I call it crackpottish, but I do think I made a reasonable case, and of the many replies I got to that article, I don't think anyone said conclusively that I was a complete jackass. (Of course, it might be that none of the people who really know wanted to argue with a crackpot.) I have thought about it a lot before and since; it continues to bother me.

But I few months ago I did remember an argument that energy is a real thing. Specifically, I remembered Noether's theorem. Noether's theorem, if I understand correctly, claims that for every symmetry in the physical universe, there is a corresponding conservation law, and vice versa.

For example, let's suppose that space itself is uniform. That is, let's suppose that the laws of physics are invariant under a change of position that is a translation. In this special case, Noether's theorem says that the laws must include conservation of momentum: conservation of momentum is mathematically equivalent to the claim that physics is invariant unter a translation transformation.

Perhaps this is a good time to add that I do not (yet) understand Noether's theorem, that I am only parroting stuff that I have read elsewhere, and that my usual physics-related disclaimer applies: I understand just barely enough physics to spin a plausible-sounding line of bullshit.

- _What this task involves_
Pick up the passage about energy and Noether's theorem after its final sentence and continue it.

- _Dataset records_
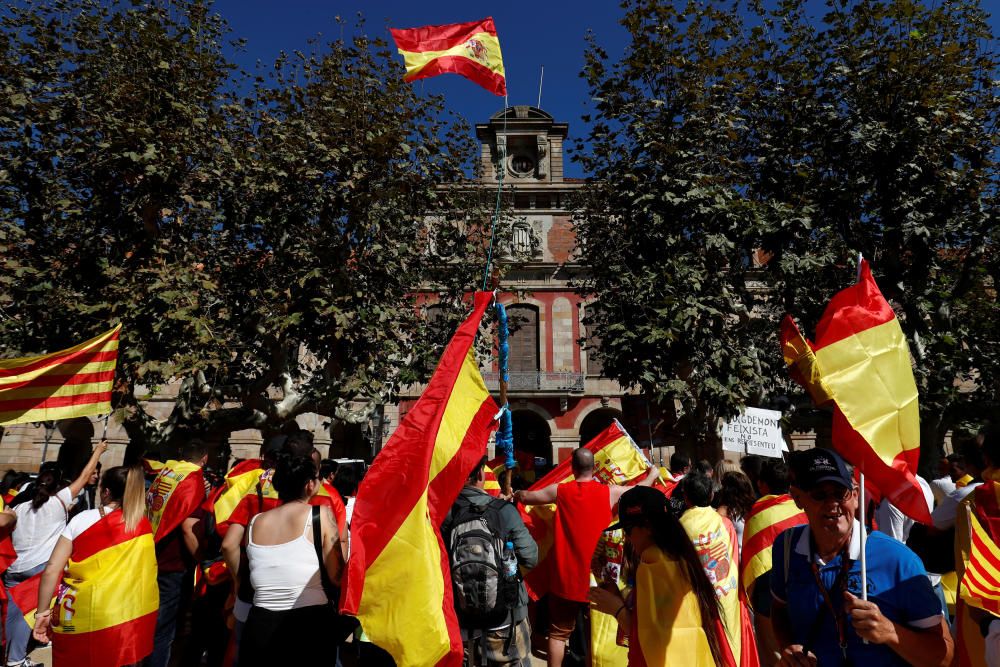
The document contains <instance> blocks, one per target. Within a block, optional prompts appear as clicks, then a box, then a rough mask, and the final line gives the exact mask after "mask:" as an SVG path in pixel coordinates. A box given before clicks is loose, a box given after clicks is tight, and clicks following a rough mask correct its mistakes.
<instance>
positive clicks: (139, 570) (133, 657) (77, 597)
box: [52, 510, 160, 667]
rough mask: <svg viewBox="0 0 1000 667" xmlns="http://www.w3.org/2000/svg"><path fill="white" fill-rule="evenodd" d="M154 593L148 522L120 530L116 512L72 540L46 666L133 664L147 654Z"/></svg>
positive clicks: (95, 523)
mask: <svg viewBox="0 0 1000 667" xmlns="http://www.w3.org/2000/svg"><path fill="white" fill-rule="evenodd" d="M159 606H160V593H159V589H158V588H157V585H156V549H155V547H154V546H153V533H152V530H151V529H150V526H149V522H148V521H146V519H142V520H141V521H140V522H139V525H138V527H137V528H136V530H135V531H132V532H129V531H128V530H127V529H126V528H125V520H124V518H123V516H122V512H121V511H120V510H115V511H114V512H111V513H109V514H108V515H107V516H105V517H103V518H102V519H100V520H99V521H98V522H97V523H95V524H94V525H93V526H91V527H90V528H88V529H86V530H85V531H83V533H81V534H80V535H79V536H78V537H77V538H76V539H75V540H73V552H72V554H71V555H70V559H69V564H68V565H67V566H66V573H65V574H64V575H63V580H62V586H61V587H60V589H59V598H58V599H57V601H56V608H55V611H54V612H53V617H54V618H53V621H52V626H53V627H52V629H53V632H54V636H53V641H52V661H53V663H54V664H57V665H73V667H110V666H111V665H130V664H132V663H136V662H139V661H140V660H142V659H143V658H145V657H146V656H147V655H149V654H150V653H151V652H152V651H153V633H154V631H155V630H156V612H157V609H158V608H159Z"/></svg>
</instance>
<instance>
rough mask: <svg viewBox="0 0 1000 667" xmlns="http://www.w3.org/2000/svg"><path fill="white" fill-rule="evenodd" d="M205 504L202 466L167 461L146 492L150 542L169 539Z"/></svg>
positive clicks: (185, 463) (146, 510)
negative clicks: (149, 534) (202, 472)
mask: <svg viewBox="0 0 1000 667" xmlns="http://www.w3.org/2000/svg"><path fill="white" fill-rule="evenodd" d="M204 501H205V476H204V474H203V473H202V470H201V466H199V465H196V464H194V463H189V462H188V461H167V462H166V463H164V464H163V466H162V467H161V468H160V471H159V472H158V473H157V474H156V477H155V478H154V479H153V482H152V483H151V484H150V485H149V490H148V491H146V513H147V516H148V517H149V523H150V526H152V530H153V541H154V542H159V541H160V540H162V539H163V538H164V537H166V536H167V535H169V534H170V533H171V531H173V530H174V528H176V527H177V526H179V525H181V522H182V521H184V519H186V518H188V517H189V516H191V513H192V512H194V511H195V510H196V509H198V506H199V505H201V504H202V503H203V502H204Z"/></svg>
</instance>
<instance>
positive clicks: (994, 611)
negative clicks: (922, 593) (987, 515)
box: [962, 514, 1000, 616]
mask: <svg viewBox="0 0 1000 667" xmlns="http://www.w3.org/2000/svg"><path fill="white" fill-rule="evenodd" d="M969 522H970V524H971V526H972V545H971V548H970V550H969V561H968V563H966V565H965V574H964V575H962V599H963V600H965V601H966V602H967V603H968V604H970V605H972V606H973V607H978V608H979V609H984V610H986V611H988V612H989V613H991V614H993V615H994V616H1000V547H998V546H997V544H996V542H994V541H993V540H992V539H990V536H989V533H987V532H986V530H985V529H984V528H983V527H982V525H981V524H980V523H979V519H978V518H977V517H976V516H975V515H974V514H972V515H970V517H969Z"/></svg>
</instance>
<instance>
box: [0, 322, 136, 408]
mask: <svg viewBox="0 0 1000 667" xmlns="http://www.w3.org/2000/svg"><path fill="white" fill-rule="evenodd" d="M121 328H122V325H120V324H119V325H118V326H116V327H115V328H114V329H112V330H111V331H107V332H105V333H103V334H101V335H100V336H97V337H96V338H91V339H90V340H88V341H87V342H85V343H80V344H79V345H74V346H73V347H71V348H67V349H65V350H60V351H58V352H52V353H50V354H43V355H41V356H38V357H22V358H20V359H3V360H0V426H5V425H7V424H24V423H26V422H40V421H51V420H57V419H72V418H73V417H85V416H87V415H100V414H108V413H109V412H111V388H112V387H113V385H114V381H115V364H116V363H117V362H118V334H119V332H120V331H121Z"/></svg>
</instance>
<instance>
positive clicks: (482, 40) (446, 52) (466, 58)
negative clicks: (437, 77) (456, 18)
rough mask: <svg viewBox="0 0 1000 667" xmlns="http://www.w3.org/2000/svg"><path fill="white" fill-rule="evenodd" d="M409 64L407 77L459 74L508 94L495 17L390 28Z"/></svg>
mask: <svg viewBox="0 0 1000 667" xmlns="http://www.w3.org/2000/svg"><path fill="white" fill-rule="evenodd" d="M390 32H391V33H392V38H393V39H394V40H395V41H396V47H397V48H398V49H399V52H400V53H401V54H402V56H403V64H404V65H405V66H406V76H405V77H403V79H404V80H405V81H416V80H417V79H426V78H427V77H431V76H437V75H438V74H446V73H448V72H451V73H453V74H460V75H462V76H464V77H465V78H467V79H469V80H470V81H473V82H475V83H478V84H479V85H480V86H482V87H483V88H485V89H486V90H488V91H490V92H491V93H493V94H494V95H499V96H500V97H504V96H506V95H507V79H506V78H505V75H504V70H503V55H502V54H501V53H500V40H499V39H498V38H497V29H496V27H495V26H494V25H493V17H492V16H491V17H488V18H485V19H483V20H481V21H472V22H470V23H452V24H450V25H428V26H424V27H422V28H408V29H405V30H395V29H392V30H390Z"/></svg>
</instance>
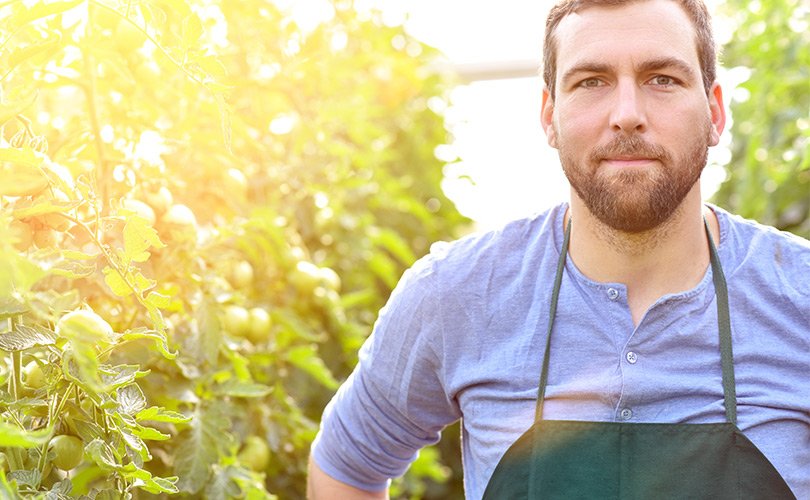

- _Task result_
Anyway, going on with my plausible-sounding bullshit about Noether's theorem, invariance of the laws under a spatial rotation is equivalent to the law of conservation of angular momentum. Actually I think I might have remembered that one wrong. But the crucial one for me I am sure I am not remembering wrong: invariance of physical law under a translation in time rather than in space is equivalent to conservation of energy. Aha.

If this is right, then perhaps there is a good basis for the concept of energy after all, because any physics that is time-invariant must have an equivalent concept of energy. Time-invariance might not be true, but I have no philosophical objection to it, nor do I claim that the notion is incoherent.

So it seems that if I am to understand this properly, I need to understand Noether's theorem. Maybe I'll make that a resolution for 2009. First stop, Wikipedia, to find out what the prerequisites are.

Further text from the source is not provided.